----- PASSAGE PROVIDED
So, being familiar with the historical case notes and old diary entries, Kamo spends the next night hiding in a hall closet to catch the murderer red handed, but the night goes by and the supposed victim emerges the next morning unharmed – suggesting that the timeline has been altered. This is where the earlier established rules of the time traveling hourglass starts playing a role, because even with "the existence of technology for space-time travel, this is still an impossible crime." The steadily growing pile of corpses, severed body parts, inexplicable disappearances and the impending landslide is still only a fraction of the plot. For example, Kamo suspects the bodies were cut to pieces to imitate a painting, hanging in the villa, depicting the Nue of Japanese folklore ("the head of a monkey, the body of a tanuki, the tail of a snake, the limbs of a tiger, and a cry like a thrush"). The missing artist who made the painting is one of the many skeletons rattling around in the family closet. What about that strange night when the last two of prospective victims barricaded themselves inside the villa, while the rest waited out the night in a trailer with Kamo sitting with his back against the door. Only to be greeted by a horror show the following morning. A truly labyrinthine-shaped plot created out of space-time through which Houjou marched an "endless parade of horrors."
----------
** EXERCISE TASKS **
1. In the passage on the time-travel mystery, which animals make up the Nue of Japanese folklore as the painting depicts it? List every one.
2. Carry on the passage on the time-travel mystery, starting after its final sentence.
The stored dataset items that come next are separate material and have no connection to the passage on the time-travel mystery.
----- ENTRIES PROVIDED
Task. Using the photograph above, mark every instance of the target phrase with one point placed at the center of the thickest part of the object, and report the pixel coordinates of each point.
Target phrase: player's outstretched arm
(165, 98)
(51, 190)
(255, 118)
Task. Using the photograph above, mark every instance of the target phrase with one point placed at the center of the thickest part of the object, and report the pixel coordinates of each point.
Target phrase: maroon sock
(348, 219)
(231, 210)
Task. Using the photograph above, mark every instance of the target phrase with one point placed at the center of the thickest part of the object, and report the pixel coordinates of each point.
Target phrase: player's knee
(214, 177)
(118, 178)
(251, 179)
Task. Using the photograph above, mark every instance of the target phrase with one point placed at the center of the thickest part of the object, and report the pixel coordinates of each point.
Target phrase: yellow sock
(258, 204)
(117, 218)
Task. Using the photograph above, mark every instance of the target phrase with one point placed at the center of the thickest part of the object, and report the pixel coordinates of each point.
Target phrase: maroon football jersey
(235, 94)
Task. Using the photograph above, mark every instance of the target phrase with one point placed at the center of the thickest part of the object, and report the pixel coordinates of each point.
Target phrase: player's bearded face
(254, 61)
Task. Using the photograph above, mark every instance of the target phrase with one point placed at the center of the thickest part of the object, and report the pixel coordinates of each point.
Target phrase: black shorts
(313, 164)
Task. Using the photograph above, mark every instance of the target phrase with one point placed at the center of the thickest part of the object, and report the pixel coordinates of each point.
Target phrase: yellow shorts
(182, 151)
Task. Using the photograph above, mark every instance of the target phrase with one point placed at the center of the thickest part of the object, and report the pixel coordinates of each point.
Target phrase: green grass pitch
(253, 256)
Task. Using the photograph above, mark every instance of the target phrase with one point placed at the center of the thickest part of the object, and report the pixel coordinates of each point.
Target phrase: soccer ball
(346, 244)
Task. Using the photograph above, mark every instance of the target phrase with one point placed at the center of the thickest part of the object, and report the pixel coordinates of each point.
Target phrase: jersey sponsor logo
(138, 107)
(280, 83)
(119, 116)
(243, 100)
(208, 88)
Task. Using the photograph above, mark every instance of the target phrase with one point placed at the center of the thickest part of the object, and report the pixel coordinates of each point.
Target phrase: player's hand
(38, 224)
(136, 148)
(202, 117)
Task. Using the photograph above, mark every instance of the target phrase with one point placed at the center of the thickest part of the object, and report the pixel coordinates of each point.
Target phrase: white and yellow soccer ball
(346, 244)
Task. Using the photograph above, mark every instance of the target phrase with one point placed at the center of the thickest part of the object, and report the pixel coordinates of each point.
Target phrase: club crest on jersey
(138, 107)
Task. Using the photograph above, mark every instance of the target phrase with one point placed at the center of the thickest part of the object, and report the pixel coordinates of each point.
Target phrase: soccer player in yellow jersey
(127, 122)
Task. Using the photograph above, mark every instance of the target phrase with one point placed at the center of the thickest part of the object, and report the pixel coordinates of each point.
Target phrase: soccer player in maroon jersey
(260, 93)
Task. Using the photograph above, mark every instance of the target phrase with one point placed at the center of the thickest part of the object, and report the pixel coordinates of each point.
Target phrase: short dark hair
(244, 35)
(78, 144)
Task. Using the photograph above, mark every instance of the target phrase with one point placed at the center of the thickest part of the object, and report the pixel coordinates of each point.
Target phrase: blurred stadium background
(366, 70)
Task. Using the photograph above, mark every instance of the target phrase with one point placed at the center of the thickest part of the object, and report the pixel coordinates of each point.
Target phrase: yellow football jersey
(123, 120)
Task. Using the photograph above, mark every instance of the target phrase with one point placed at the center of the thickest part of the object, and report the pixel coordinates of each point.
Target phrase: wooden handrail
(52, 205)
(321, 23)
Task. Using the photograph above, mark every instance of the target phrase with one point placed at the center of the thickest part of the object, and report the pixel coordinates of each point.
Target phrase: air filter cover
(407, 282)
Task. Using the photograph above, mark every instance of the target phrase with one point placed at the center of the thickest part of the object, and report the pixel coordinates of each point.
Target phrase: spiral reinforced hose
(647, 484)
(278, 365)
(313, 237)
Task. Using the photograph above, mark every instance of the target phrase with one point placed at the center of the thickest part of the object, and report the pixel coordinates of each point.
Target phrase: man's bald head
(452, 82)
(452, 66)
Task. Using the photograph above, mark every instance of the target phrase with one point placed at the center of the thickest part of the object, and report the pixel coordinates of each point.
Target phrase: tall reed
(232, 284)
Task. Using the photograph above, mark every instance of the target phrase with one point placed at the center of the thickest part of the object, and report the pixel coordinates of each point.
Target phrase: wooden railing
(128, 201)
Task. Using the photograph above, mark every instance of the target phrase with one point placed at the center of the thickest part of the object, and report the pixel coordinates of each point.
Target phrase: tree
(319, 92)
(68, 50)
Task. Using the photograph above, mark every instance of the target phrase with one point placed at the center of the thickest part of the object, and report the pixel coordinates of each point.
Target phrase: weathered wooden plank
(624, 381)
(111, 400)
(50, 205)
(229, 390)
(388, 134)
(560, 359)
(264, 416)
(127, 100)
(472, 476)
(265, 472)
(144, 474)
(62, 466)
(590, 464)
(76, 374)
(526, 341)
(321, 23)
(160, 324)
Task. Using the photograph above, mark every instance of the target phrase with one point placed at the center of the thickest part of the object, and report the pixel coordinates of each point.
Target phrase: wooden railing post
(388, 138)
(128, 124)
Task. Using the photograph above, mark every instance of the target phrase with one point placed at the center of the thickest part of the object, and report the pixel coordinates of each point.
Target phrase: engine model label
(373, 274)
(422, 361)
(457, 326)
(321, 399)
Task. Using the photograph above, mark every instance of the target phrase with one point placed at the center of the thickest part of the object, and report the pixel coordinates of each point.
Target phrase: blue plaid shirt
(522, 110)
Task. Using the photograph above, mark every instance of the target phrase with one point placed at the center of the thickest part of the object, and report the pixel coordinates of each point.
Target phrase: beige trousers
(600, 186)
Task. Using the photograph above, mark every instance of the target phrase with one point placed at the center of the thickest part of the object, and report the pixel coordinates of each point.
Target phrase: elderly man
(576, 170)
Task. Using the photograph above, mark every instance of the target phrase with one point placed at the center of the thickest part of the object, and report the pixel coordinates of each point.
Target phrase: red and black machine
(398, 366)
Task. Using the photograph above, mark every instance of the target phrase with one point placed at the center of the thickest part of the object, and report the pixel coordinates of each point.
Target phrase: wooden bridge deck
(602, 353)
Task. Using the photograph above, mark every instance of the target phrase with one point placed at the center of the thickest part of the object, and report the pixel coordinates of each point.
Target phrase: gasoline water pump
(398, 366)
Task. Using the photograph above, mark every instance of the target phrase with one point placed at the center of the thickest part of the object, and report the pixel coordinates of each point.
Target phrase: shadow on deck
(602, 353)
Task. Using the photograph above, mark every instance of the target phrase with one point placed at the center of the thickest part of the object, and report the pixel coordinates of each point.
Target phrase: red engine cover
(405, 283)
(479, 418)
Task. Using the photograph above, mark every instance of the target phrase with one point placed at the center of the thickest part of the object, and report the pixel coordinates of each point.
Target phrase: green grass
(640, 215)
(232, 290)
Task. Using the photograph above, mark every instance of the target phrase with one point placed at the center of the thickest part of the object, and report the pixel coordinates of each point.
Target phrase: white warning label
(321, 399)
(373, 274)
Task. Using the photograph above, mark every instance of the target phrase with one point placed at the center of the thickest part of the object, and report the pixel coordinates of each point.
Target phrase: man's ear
----------
** RESULTS FOR EACH TASK **
1. Monkey, tanuki, snake, tiger, thrush

2.
Ho-Ling Wong perhaps said it best in his 2020 review, "it's a very dense story, almost insanely so, but it holds together, somehow." And how! I mentioned in past review one risk of these kind of roller coaster-like hybrid mysteries brimming with impossible crimes, corpse-puzzles, contorted narratives and fantastical elements is running the risk of losing the reader along the way. The "Lapis Lazuli Castle" Murders ran into that problem towards the end. There's always the risk of the story getting entangled in its own overly clever, elaborate plot designs, but neither proved to be an obstacle for The Time Traveler's Hourglass. Even though the story concludes with a lengthy, Ellery Queen-style elimination of the remaining suspects full with twists, turns, false-solution and actual, crystal clear and very satisfying answers to the main problems – which in turn highlights just how fairly everything was clued and foreshadowed. Not a small feat to pull off when time travel, time paradoxes and altered timelines get added to the mix.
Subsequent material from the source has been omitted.